(EXERCISE)
Look through the entries below, please, and copy every line with the word "point".

Saved data entries:
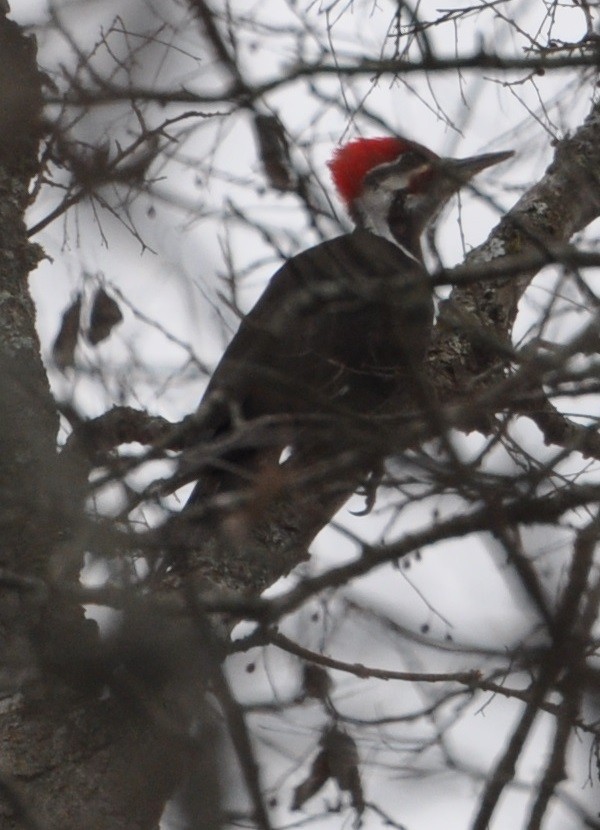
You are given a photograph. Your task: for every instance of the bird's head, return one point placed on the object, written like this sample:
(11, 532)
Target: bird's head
(395, 187)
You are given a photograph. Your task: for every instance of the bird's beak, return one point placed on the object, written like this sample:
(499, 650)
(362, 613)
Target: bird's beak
(462, 170)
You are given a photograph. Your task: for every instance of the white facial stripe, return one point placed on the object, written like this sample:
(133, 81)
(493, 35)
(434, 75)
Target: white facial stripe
(374, 208)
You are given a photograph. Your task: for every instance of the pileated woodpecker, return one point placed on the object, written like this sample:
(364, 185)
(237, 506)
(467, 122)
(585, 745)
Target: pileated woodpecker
(342, 326)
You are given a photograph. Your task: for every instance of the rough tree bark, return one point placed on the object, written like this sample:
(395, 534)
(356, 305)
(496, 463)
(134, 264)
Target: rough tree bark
(68, 756)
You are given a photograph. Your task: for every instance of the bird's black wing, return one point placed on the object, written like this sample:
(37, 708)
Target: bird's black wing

(PROBLEM SOLUTION)
You are given a photograph. Your task: for every instance of the bird's head, return one point placed on the object, written like this sample:
You are given a photograph. Your task: for every instance of the bird's beak, return one point placed on the object, written like this sample:
You are given a photograph. Your task: for every instance of the white facial stripe, return one point placed on the object, written like this sample:
You are given a photograph. Your task: for every instance of the pileated woodpecker, return one point placed on the object, written like this sample:
You are given a photograph. Your task: for every instance of the rough tree bark, return one point placed on the object, written like this sample:
You are given a photograph. Your task: for every instance of the bird's black wing, return one point placed on the object, written like this sample:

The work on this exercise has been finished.